Exercise aim:
Find every line in the records below that contains the word "vase", matching case exactly, and copy each of those lines in full.

— begin Given data —

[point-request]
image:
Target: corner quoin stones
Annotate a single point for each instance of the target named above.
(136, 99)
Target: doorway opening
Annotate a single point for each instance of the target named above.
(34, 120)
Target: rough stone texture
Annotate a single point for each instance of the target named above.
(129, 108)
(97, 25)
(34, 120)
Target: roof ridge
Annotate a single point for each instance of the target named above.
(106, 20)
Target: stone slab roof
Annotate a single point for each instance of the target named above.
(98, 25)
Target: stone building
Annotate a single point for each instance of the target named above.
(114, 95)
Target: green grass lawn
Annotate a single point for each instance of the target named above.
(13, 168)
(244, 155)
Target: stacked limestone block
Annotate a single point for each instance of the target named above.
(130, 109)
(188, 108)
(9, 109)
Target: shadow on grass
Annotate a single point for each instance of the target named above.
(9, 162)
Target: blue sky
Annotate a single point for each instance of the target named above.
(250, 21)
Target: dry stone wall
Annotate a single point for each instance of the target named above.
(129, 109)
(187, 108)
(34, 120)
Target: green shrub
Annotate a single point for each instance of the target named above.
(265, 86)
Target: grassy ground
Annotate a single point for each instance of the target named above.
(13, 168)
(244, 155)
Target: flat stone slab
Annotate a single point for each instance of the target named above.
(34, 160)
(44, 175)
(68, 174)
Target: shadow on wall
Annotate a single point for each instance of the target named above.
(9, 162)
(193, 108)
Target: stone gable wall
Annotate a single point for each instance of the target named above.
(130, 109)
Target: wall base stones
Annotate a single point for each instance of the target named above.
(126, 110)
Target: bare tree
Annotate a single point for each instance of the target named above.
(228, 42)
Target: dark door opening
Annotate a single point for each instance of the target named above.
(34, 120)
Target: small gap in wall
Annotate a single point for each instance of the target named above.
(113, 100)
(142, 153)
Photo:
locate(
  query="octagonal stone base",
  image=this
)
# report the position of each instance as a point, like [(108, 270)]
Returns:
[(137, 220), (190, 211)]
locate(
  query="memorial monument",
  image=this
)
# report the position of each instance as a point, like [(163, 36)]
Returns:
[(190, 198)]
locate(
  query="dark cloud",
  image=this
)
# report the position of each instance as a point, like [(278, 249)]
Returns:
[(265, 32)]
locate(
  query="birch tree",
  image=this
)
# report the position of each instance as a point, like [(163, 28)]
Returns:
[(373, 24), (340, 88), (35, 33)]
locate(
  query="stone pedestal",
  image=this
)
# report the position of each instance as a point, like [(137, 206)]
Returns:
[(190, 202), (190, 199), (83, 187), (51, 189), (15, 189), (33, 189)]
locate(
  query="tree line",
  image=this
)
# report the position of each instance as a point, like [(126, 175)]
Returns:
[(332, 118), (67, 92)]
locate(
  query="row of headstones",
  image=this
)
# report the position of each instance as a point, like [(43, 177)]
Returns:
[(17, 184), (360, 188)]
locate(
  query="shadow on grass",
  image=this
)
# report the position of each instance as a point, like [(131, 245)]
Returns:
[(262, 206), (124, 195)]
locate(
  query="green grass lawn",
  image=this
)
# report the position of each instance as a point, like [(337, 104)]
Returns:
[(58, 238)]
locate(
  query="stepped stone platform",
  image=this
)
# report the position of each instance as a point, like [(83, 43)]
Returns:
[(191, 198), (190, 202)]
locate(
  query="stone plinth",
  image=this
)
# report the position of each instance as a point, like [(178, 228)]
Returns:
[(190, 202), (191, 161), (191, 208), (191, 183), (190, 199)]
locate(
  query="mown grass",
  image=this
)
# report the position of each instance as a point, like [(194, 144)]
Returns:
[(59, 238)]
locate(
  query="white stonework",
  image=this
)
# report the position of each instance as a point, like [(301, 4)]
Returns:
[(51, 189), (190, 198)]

— end Given data —
— begin Given data —

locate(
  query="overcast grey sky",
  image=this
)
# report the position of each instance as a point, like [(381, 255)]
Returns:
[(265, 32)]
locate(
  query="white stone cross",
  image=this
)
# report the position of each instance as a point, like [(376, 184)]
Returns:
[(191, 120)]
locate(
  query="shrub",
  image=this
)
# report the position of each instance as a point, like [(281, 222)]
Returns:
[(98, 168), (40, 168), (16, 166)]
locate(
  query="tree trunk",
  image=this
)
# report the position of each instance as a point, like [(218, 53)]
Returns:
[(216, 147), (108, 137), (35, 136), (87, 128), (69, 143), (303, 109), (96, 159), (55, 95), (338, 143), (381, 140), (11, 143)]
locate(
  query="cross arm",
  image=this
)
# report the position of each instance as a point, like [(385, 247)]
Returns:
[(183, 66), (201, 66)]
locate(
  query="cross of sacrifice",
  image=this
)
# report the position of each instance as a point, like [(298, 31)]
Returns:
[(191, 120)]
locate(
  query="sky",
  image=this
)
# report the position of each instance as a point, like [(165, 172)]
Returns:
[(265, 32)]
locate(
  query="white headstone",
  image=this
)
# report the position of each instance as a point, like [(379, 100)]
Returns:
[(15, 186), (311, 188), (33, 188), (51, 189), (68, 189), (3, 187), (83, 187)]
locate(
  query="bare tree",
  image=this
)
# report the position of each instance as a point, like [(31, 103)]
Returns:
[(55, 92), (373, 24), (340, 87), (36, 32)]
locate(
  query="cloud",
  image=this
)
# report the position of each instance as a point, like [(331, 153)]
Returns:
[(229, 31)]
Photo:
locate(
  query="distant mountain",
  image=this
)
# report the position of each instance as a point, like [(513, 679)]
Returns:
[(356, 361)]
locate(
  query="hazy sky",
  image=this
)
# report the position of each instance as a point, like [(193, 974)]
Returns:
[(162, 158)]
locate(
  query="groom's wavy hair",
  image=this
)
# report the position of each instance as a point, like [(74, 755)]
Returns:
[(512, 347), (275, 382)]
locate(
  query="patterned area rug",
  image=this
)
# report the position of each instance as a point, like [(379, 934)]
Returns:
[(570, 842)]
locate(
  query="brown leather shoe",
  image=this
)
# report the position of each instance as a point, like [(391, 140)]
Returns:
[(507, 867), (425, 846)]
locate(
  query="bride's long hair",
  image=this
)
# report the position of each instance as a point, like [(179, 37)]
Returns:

— end Given data —
— begin Given data —

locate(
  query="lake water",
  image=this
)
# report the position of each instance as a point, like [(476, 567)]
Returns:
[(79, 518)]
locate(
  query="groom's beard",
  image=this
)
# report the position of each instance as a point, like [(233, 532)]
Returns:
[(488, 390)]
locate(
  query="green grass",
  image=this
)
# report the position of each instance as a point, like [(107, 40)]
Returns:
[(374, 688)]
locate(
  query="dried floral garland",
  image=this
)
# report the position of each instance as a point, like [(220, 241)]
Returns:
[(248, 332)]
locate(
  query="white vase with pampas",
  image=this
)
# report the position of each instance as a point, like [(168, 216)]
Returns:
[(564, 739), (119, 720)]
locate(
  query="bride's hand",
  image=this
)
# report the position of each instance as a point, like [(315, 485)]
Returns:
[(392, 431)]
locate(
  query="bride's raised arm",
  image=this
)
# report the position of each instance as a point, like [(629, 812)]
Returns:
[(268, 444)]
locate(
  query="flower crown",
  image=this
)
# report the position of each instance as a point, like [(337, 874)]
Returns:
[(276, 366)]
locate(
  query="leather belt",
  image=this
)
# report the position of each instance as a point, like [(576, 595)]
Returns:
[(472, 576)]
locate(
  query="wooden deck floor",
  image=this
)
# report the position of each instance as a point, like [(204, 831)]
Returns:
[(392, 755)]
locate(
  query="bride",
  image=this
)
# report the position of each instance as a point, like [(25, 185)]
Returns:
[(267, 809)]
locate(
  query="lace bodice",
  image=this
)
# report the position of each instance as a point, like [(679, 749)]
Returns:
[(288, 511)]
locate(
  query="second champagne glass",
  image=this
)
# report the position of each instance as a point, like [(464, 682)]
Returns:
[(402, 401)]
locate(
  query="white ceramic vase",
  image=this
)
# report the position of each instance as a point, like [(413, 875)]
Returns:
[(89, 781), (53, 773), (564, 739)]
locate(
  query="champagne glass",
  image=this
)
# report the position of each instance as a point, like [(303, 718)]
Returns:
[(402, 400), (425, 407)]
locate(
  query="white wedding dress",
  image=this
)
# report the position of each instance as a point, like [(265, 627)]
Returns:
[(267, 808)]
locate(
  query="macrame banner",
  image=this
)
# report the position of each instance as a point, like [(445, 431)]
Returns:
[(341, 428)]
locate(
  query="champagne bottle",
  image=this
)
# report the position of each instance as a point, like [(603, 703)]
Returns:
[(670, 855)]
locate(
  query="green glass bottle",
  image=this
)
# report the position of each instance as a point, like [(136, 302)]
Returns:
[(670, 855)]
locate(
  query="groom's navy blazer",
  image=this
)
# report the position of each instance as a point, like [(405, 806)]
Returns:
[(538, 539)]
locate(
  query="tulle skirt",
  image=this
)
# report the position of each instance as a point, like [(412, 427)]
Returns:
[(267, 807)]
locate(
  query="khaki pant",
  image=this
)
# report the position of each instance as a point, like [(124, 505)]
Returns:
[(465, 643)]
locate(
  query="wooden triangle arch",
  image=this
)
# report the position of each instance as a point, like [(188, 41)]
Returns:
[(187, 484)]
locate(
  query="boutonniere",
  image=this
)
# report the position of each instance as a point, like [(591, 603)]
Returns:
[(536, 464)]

— end Given data —

Solution for this problem:
  query="white vase with pampas",
  query="white ceramic vase",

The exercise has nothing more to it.